Arrange the listing below as a Markdown table with two columns, Row and Line, numbering each line of the listing in order and omitting any blank lines.

'''

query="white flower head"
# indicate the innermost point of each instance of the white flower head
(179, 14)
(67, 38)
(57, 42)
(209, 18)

'''

=== Task answer ===
| Row | Line |
|---|---|
| 1 | query="white flower head" |
| 2 | # indicate the innermost point of each instance of the white flower head |
| 3 | (179, 14) |
| 4 | (67, 38) |
| 5 | (57, 42) |
| 6 | (209, 18) |